Start of SUPPLIED INFORMATION

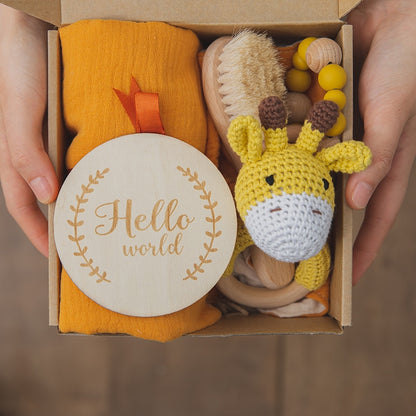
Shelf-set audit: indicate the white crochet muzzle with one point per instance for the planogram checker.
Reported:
(290, 227)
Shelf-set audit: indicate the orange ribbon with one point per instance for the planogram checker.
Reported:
(142, 109)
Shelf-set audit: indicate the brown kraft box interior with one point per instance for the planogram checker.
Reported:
(287, 21)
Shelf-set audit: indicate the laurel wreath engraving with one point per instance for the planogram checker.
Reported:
(213, 233)
(76, 223)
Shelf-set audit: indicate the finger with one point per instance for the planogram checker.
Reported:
(22, 204)
(23, 105)
(385, 204)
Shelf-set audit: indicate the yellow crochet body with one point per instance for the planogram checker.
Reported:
(285, 194)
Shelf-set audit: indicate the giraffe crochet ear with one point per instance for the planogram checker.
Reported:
(321, 118)
(245, 137)
(346, 157)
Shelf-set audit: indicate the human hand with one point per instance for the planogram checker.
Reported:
(384, 38)
(26, 173)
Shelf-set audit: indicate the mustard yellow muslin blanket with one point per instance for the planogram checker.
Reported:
(99, 56)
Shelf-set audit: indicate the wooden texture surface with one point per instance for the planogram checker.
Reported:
(370, 370)
(164, 232)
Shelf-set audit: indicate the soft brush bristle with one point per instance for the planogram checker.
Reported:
(249, 71)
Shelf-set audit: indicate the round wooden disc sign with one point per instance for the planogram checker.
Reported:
(145, 225)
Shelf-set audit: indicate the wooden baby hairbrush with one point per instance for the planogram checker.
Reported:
(237, 73)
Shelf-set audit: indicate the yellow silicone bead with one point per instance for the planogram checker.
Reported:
(298, 81)
(332, 77)
(338, 127)
(298, 62)
(337, 96)
(303, 46)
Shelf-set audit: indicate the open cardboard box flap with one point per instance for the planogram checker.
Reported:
(61, 12)
(322, 16)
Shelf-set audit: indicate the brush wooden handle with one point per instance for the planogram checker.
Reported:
(259, 297)
(213, 97)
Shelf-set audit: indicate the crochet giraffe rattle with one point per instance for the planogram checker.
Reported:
(285, 196)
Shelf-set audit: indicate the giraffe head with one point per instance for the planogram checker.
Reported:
(285, 194)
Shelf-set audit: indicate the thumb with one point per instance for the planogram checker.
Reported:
(23, 120)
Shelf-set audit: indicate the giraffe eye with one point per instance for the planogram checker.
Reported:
(270, 180)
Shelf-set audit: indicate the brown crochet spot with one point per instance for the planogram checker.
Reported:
(272, 113)
(323, 115)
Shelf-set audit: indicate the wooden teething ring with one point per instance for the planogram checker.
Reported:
(259, 297)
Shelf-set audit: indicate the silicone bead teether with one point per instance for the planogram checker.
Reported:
(339, 126)
(332, 77)
(298, 62)
(298, 81)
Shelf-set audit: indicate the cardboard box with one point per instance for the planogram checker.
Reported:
(283, 21)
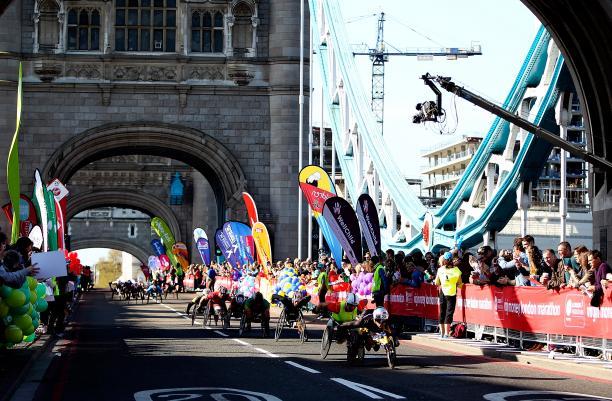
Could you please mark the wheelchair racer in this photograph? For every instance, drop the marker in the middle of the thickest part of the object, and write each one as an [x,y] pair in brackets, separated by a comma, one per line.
[258,306]
[344,313]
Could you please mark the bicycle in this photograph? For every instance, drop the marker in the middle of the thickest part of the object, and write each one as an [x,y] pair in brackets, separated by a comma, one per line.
[216,312]
[257,318]
[292,316]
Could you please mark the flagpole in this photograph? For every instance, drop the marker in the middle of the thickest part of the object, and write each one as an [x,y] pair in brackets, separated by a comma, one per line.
[301,125]
[310,91]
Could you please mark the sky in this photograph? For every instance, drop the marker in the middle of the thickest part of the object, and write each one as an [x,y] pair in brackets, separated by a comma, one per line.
[504,29]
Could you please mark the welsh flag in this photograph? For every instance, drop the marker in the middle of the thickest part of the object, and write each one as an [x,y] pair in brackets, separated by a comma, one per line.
[12,167]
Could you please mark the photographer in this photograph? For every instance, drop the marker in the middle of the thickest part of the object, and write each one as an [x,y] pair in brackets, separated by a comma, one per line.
[12,272]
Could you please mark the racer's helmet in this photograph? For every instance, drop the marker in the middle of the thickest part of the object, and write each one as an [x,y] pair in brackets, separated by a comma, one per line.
[297,296]
[380,315]
[351,299]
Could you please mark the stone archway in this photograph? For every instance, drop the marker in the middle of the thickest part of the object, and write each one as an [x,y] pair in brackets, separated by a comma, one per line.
[145,203]
[582,32]
[140,254]
[195,148]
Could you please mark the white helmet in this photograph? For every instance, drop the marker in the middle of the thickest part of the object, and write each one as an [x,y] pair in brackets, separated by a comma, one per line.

End of SUPPLIED INFORMATION

• ASSIGNMENT:
Could the entries above be printed again exactly, apart from the pictures?

• ANSWER SECTION:
Shelf-set audit: indicate the white crochet muzzle with one point per instance for the planogram checker.
Reported:
(290, 227)
Shelf-set audit: indicate the orange ribbon with one point per instance for the planogram checker.
Reported:
(142, 109)
Shelf-set audit: indicate the brown kraft box interior with one point per instance for the planogram checker.
Reported:
(287, 21)
Shelf-set audit: indicate the laurel wreath engraving with one point per instance for the planogram checker.
Reported:
(213, 233)
(76, 223)
Shelf-set audit: indicate the finger with one point per instance for the planogram checker.
Reported:
(22, 204)
(23, 105)
(385, 204)
Shelf-set audit: indicate the yellow crochet body with one point per instance for the planogram checker.
Reported:
(285, 194)
Shelf-set audit: indicate the giraffe crochet ear with one point per instance for the planogram checker.
Reported:
(321, 118)
(245, 137)
(346, 157)
Shelf-set audit: indicate the human hand with one point per instance for the planogram checker.
Reported:
(384, 38)
(26, 173)
Shelf-set audit: indicate the mustard yellow muslin blanket with one point per instance for the planogram checker.
Reported:
(99, 56)
Shelf-set audit: indicate the wooden texture surface with one point per instance for the planogram checker.
Reported:
(370, 370)
(164, 232)
Shelf-set audit: indicate the soft brush bristle with one point per instance for the planogram checker.
Reported:
(249, 71)
Shelf-set audit: indicate the round wooden disc sign with one point per instance for the planogram checker.
Reported:
(145, 225)
Shelf-set audit: indicate the wooden baby hairbrush with one point per instance for the planogram checker.
Reported:
(237, 73)
Shelf-set audit: indicate the yellow silicone bead with one point per instance for the planogram checker.
Reported:
(298, 81)
(332, 77)
(338, 127)
(298, 62)
(337, 96)
(303, 46)
Shelf-set audit: indicate the open cardboard box flap with one point per instance for the planogram checker.
Reported:
(61, 12)
(322, 16)
Shelf-set audit: indicate the brush wooden handle with one point per instance for the planogram checker.
Reported:
(259, 297)
(213, 97)
Shelf-set audit: indicate the crochet giraffe rattle with one point per instance for the planogram checker.
Reported:
(285, 196)
Shelf-set audit: indicate the giraffe head with one point per instance for the planogram checker.
Reported:
(285, 194)
Shelf-set audit: indicate the thumb with one point per instance for the planogram checker.
Reported:
(23, 120)
Shelf-set audit: indicate the giraffe eye with one point per instance for the planogram checker.
Reported:
(270, 180)
Shelf-set audit: indicate the brown crochet spot with one point per instance for the planogram checker.
Reported:
(272, 113)
(323, 115)
Shelf-set audit: indicate the wooden teething ring with one point per instance for the planogram checker.
Reported:
(259, 297)
Shelf-set audit: indicate the silicone bead teether with one point per instance for the planogram checker.
Reported:
(339, 126)
(332, 77)
(298, 62)
(298, 81)
Shelf-set audit: indicate the cardboard box with one point per instance for the planogram checker.
Reported:
(283, 21)
Could you please mark the wheelchair racer in this photograph? For every instance, drop the marker in the middle of the thickest part of the object, and write each one as an [x,y] pair in brackets, separated by a comma, one per line.
[258,306]
[344,313]
Could you please mark the bicycle in this photograph? For every instance, drop the marker in the middle of the thickest part of the object, and write each one as an [x,y] pair in brackets, separated by a comma, one per line.
[216,312]
[257,318]
[292,316]
Could you please mark the flagpole in this photograph? For every instance, drop the marker in the middle of the thickest part of the object, and write each one as an [x,y] pair in brackets, separated by a comma, one per line.
[301,125]
[310,91]
Could you please mark the sky in this photograph? For every instance, drop the marker in the middle of the thickest part of the object, and write each one as an [x,y] pair in brackets, separated by a comma, one per line.
[504,29]
Could you please mark the welsh flag in this photograph? For every instance, drop the marker in the middle of the thickest part of the object, and write each one as an [x,y] pair in brackets, separated by a comma, one per line.
[12,167]
Could you please mark the photographer in this photograph? For every instance, drop the marker in the middle of the thickest part of the object, and write each one as an [x,y] pair in brackets, separated by a comma, one per line.
[12,272]
Could you please mark the racer's helmet in this photograph? For every instance, drop the marker in the middle of the thickest part of the object, and write each one as an [x,y] pair in brackets, separated by a comma, one per line.
[297,296]
[380,315]
[351,299]
Could you please mark the stone archway in this photograph? For every instance, drop the marker in the middle of the thickest part of the object, and write each one as an [x,y] pair in brackets, separated by a comma, one per line.
[145,203]
[582,32]
[140,254]
[195,148]
Could you please mark the white helmet in this photograph? For every instance, drop the marker in the middle of the thickest part of the object, and write each one as an [x,y] pair in brackets, separated by a comma, one per line.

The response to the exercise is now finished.